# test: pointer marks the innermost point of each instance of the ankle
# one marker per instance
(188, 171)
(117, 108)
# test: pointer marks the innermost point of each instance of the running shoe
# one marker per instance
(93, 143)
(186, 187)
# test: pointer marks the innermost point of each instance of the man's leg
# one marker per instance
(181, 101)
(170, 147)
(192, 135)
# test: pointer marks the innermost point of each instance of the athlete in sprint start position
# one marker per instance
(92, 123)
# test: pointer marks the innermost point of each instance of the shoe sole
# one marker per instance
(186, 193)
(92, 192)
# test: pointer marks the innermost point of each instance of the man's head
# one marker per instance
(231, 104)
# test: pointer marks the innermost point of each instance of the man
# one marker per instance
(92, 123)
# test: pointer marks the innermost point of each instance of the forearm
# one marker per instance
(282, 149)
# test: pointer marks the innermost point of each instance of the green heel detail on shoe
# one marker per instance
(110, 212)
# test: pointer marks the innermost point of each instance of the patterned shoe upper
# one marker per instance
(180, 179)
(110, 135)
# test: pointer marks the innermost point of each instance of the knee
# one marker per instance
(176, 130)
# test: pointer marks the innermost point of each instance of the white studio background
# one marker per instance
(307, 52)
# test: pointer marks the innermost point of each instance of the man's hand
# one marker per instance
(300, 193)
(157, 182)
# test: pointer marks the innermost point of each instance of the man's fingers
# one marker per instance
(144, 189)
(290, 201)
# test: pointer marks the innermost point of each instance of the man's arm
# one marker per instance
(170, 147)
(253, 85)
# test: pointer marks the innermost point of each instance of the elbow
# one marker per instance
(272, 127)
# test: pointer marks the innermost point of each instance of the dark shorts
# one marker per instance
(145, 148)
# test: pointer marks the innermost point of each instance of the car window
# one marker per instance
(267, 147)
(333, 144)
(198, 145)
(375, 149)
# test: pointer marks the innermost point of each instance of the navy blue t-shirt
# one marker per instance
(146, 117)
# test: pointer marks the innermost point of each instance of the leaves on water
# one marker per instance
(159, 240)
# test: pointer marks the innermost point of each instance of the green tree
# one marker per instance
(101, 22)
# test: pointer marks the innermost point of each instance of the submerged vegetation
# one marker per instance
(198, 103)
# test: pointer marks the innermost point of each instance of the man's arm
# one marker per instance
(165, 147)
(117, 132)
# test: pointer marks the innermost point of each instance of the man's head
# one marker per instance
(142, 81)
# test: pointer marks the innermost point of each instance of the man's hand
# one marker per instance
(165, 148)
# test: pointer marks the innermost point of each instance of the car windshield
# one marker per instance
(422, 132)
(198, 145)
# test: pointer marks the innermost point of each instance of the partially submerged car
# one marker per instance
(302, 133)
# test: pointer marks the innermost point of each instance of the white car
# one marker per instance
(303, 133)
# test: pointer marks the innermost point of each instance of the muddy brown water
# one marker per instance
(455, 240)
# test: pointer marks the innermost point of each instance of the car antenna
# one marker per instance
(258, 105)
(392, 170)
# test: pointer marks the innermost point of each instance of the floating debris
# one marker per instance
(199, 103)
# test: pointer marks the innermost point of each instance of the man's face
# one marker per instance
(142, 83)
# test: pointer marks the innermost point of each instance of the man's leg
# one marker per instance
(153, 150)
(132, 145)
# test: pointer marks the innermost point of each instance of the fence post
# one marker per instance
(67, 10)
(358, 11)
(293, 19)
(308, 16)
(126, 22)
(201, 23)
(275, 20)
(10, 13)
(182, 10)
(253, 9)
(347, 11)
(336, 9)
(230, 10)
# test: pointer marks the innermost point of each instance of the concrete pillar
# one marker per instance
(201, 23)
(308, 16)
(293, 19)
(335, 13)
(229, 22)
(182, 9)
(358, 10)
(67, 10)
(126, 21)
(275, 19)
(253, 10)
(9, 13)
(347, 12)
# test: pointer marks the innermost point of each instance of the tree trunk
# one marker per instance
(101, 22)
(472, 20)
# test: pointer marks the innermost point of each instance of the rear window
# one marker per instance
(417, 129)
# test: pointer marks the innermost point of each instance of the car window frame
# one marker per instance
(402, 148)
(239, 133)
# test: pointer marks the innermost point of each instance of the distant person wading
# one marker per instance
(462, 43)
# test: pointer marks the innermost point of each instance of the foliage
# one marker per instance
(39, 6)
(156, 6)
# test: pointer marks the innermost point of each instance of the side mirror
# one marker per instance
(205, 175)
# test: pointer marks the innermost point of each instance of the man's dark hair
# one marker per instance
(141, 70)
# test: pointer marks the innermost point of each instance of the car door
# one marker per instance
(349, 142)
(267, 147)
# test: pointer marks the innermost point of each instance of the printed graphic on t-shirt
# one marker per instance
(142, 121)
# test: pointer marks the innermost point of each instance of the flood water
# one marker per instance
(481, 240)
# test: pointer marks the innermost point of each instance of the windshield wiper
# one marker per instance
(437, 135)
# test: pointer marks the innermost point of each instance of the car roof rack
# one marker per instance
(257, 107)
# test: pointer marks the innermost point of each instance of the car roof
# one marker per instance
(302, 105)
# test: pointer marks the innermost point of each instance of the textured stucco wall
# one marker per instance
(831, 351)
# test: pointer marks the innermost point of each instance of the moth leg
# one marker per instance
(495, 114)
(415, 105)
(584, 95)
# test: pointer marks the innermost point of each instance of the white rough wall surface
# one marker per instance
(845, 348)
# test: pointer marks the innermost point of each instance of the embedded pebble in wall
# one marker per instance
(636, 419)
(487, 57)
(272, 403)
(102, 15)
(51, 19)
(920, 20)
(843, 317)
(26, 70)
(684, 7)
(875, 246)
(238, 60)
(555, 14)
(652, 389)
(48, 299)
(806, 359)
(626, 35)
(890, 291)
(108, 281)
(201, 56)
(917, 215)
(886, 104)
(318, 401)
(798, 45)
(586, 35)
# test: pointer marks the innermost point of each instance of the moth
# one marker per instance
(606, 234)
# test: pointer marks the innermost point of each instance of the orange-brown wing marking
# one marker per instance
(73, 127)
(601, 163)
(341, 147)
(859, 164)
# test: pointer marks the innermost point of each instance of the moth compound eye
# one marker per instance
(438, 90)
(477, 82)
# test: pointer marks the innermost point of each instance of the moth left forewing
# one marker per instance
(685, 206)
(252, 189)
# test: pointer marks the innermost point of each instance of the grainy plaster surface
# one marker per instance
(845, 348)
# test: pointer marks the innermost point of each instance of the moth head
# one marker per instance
.....
▸ **EXERCISE GOAL**
Copy every line verbatim.

▸ **RESPONSE**
# test: pointer marks the innermost point of each instance of the ankle
# one marker per instance
(188, 171)
(117, 108)
# test: pointer marks the innermost point of each instance of the running shoe
# one marker per instance
(93, 143)
(186, 187)
# test: pointer marks the innermost point of each instance of the man's leg
# one marker per instance
(181, 101)
(170, 147)
(192, 135)
# test: pointer marks the innermost point of each instance of the athlete in sprint start position
# one marker per instance
(92, 123)
# test: pointer marks the innermost point of each instance of the shoe sole
# one marker per instance
(186, 193)
(92, 192)
# test: pointer marks the innermost point of each instance of the man's head
# one marker per instance
(231, 104)
# test: pointer marks the innermost point of each instance of the man
# one marker per instance
(92, 123)
# test: pointer marks the innermost point of each instance of the forearm
# one marker per instance
(282, 149)
# test: pointer marks the innermost point of each instance of the green heel detail on shoe
# one marker per instance
(110, 212)
# test: pointer marks the innermost point of each instance of the patterned shoe upper
# one marker per instance
(180, 179)
(110, 135)
# test: pointer marks the innermost point of each instance of the knee
# one marker per instance
(176, 130)
# test: pointer marks the innermost point of each instance of the white studio background
# one marker per instance
(307, 52)
# test: pointer marks the innermost point of each instance of the man's hand
# one marker per instance
(300, 193)
(157, 182)
# test: pointer marks the innermost point of each instance of the man's fingers
# one marker per instance
(144, 189)
(290, 201)
# test: pointer marks the innermost point of each instance of the man's arm
# one marker per instance
(170, 147)
(253, 85)
# test: pointer marks the innermost point of each instance of the elbow
# one marker per instance
(272, 127)
# test: pointer marks the innermost point of each instance of the dark shorts
# one marker per instance
(145, 148)
# test: pointer marks the innermost point of each instance of the car window
# one marker per instance
(267, 147)
(333, 144)
(198, 145)
(375, 149)
# test: pointer marks the innermost point of each instance of the navy blue t-shirt
# one marker per instance
(146, 117)
# test: pointer marks the innermost point of each instance of the leaves on water
# one marker per instance
(159, 240)
# test: pointer marks the innermost point of each instance of the green tree
# one marker per instance
(101, 22)
# test: pointer marks the innermost point of each instance of the submerged vegetation
# one marker per instance
(198, 103)
# test: pointer marks the innermost point of each instance of the man's arm
# one marker per instance
(165, 147)
(117, 132)
# test: pointer marks the innermost point of each instance of the man's head
# one marker per instance
(142, 81)
# test: pointer marks the innermost point of each instance of the man's hand
# one marker per instance
(165, 148)
# test: pointer marks the innermost point of each instance of the car windshield
# one marker per instance
(422, 132)
(198, 145)
# test: pointer marks the innermost point of each instance of the partially submerged car
# one marker per instance
(302, 133)
# test: pointer marks the innermost point of each instance of the white car
# one marker per instance
(303, 133)
# test: pointer marks the innermost point of each instance of the muddy brown water
# one marker per instance
(455, 240)
# test: pointer marks the innermost point of each instance of the car antenna
# one marker per instance
(258, 105)
(392, 170)
# test: pointer marks the innermost point of each instance of the floating debris
# one marker per instance
(199, 103)
# test: pointer marks the innermost point of each instance of the man's face
# one marker per instance
(142, 83)
# test: pointer marks the innermost point of each instance of the man's leg
# one marker per instance
(153, 150)
(132, 145)
# test: pointer marks the innermost point of each instance of the fence post
# one marker per instance
(67, 10)
(358, 11)
(293, 19)
(308, 16)
(126, 22)
(201, 23)
(275, 20)
(10, 13)
(182, 10)
(253, 9)
(347, 11)
(336, 9)
(230, 10)
# test: pointer marks the innermost point of each instance of the concrete pillar
# one marker per instance
(201, 23)
(308, 16)
(293, 19)
(335, 13)
(229, 22)
(182, 9)
(358, 10)
(67, 10)
(126, 21)
(275, 19)
(253, 10)
(9, 13)
(347, 12)
# test: pointer marks the innermost point of each instance of the tree trunk
# one marker per instance
(101, 22)
(472, 20)
# test: pointer marks the innermost point of each instance of the rear window
# one marker per instance
(417, 129)
# test: pointer marks the innermost point of each instance of the car window frame
# one marker per instance
(402, 148)
(239, 133)
# test: pointer marks the innermost point of each instance of the distant person wading
# one marker per instance
(462, 43)
# test: pointer marks the innermost point of each instance of the foliage
# one marker per instance
(39, 6)
(156, 6)
# test: pointer marks the innermost point of each instance of the side mirror
# one marker per instance
(205, 175)
# test: pointer marks the innermost point of each instance of the man's dark hair
# one marker per instance
(141, 70)
# test: pointer marks the innermost point of each instance of the car door
# one marker per instance
(349, 142)
(267, 147)
# test: pointer marks the innermost point of each instance of the printed graphic on t-shirt
# one marker per instance
(142, 121)
# test: pointer marks the innermost point of each instance of the flood water
# one marker per instance
(481, 240)
# test: pointer marks the innermost point of each instance of the windshield wiper
# one marker per instance
(437, 135)
# test: pointer marks the innermost point of each instance of the car roof rack
# one marker per instance
(257, 107)
# test: pointer marks the innermost point of each instance of the car roof
# one marker per instance
(302, 105)
# test: pointer marks the innermost point of each instance of the textured stucco wall
# one marker per instance
(831, 351)
# test: pointer marks the innermost point of each instance of the moth leg
# one marker per instance
(495, 114)
(415, 105)
(584, 95)
# test: pointer marks the innermost point of each instance of the white rough wall surface
# one marker per instance
(845, 348)
# test: pointer marks the innermost point of each instance of the embedded pebble in wall
# one marker per instance
(636, 419)
(487, 57)
(272, 403)
(102, 15)
(51, 19)
(920, 20)
(843, 317)
(26, 70)
(684, 7)
(875, 246)
(238, 60)
(555, 14)
(652, 389)
(48, 299)
(806, 359)
(626, 35)
(890, 291)
(108, 281)
(201, 56)
(917, 215)
(886, 104)
(318, 401)
(798, 45)
(586, 35)
# test: pointer marks the innermost point of each instance of the moth
# one marker per instance
(606, 234)
# test: pointer marks the innermost point of each instance of the orange-brown wing marking
# one marker per instance
(73, 127)
(601, 163)
(341, 147)
(859, 164)
# test: pointer marks the innermost point of each instance of the moth compound eye
# one marker per instance
(438, 90)
(477, 82)
# test: pointer marks the innermost point of each instance of the moth left forewing
# one marker per instance
(685, 206)
(252, 189)
# test: pointer marks the innermost point of each instance of the grainy plaster surface
# one marker per instance
(845, 348)
# test: pointer marks the innermost point of each instance of the moth head
# one marker per instance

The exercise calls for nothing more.